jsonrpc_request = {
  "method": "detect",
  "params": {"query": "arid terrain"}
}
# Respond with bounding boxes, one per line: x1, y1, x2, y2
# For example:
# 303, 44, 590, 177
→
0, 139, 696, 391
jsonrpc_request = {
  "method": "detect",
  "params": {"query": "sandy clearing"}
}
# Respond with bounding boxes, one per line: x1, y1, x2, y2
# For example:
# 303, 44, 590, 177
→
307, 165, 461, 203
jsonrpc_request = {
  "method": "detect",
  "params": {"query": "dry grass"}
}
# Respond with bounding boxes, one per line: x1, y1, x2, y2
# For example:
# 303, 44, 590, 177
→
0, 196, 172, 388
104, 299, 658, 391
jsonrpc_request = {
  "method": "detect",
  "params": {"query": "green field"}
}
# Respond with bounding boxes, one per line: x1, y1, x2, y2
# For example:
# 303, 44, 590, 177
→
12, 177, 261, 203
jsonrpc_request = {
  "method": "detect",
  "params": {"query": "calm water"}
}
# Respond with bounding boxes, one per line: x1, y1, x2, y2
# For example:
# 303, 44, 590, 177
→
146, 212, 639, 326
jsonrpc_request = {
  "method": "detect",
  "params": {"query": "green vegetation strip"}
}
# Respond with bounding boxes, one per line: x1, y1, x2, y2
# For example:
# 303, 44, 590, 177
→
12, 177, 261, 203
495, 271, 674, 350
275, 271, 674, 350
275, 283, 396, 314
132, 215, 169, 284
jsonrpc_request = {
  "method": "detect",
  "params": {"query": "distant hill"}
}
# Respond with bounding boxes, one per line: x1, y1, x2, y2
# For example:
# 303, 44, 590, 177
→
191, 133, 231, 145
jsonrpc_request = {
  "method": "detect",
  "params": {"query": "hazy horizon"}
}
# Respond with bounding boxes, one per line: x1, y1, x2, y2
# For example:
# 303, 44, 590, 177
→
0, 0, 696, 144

■ ■ ■ ■ ■ ■ ■

Directive: Express every line of the rows above as a JSON array of strings, one string per line, with blank lines omitted.

Answer in full:
[
  "jsonrpc_request = {",
  "  \"method\": \"detect\",",
  "  \"params\": {\"query\": \"arid terrain\"}",
  "}",
  "# Respond with bounding boxes, one per line: x1, y1, x2, y2",
  "# For example:",
  "# 303, 44, 590, 177",
  "→",
  "0, 139, 696, 391",
  "jsonrpc_request = {",
  "  \"method\": \"detect\",",
  "  \"params\": {\"query\": \"sandy clearing\"}",
  "}",
  "# Respond with bounding boxes, one per line: x1, y1, x2, y2",
  "# For example:",
  "# 303, 44, 590, 177",
  "→",
  "307, 165, 461, 203",
  "jsonrpc_request = {",
  "  \"method\": \"detect\",",
  "  \"params\": {\"query\": \"dry grass\"}",
  "}",
  "# Respond with bounding boxes, one per line: x1, y1, x2, y2",
  "# For example:",
  "# 303, 44, 590, 177",
  "→",
  "0, 196, 172, 388",
  "104, 299, 658, 391",
  "jsonrpc_request = {",
  "  \"method\": \"detect\",",
  "  \"params\": {\"query\": \"green field\"}",
  "}",
  "# Respond with bounding boxes, one per line: x1, y1, x2, y2",
  "# For example:",
  "# 303, 44, 590, 177",
  "→",
  "12, 177, 261, 203",
  "jsonrpc_request = {",
  "  \"method\": \"detect\",",
  "  \"params\": {\"query\": \"calm water\"}",
  "}",
  "# Respond with bounding boxes, one per line: x1, y1, x2, y2",
  "# For example:",
  "# 303, 44, 590, 177",
  "→",
  "146, 212, 639, 326",
  "jsonrpc_request = {",
  "  \"method\": \"detect\",",
  "  \"params\": {\"query\": \"green vegetation strip\"}",
  "}",
  "# Respond with bounding boxes, one per line: x1, y1, x2, y2",
  "# For example:",
  "# 303, 44, 590, 177",
  "→",
  "12, 177, 261, 203",
  "495, 271, 674, 350",
  "275, 271, 674, 350",
  "275, 283, 396, 314",
  "132, 215, 169, 284",
  "jsonrpc_request = {",
  "  \"method\": \"detect\",",
  "  \"params\": {\"query\": \"distant hill\"}",
  "}",
  "# Respond with bounding boxes, one per line: x1, y1, x2, y2",
  "# For example:",
  "# 303, 44, 590, 177",
  "→",
  "191, 133, 231, 145",
  "jsonrpc_request = {",
  "  \"method\": \"detect\",",
  "  \"params\": {\"query\": \"hazy horizon\"}",
  "}",
  "# Respond with bounding boxes, one per line: x1, y1, x2, y2",
  "# For example:",
  "# 303, 44, 590, 177",
  "→",
  "0, 0, 696, 144"
]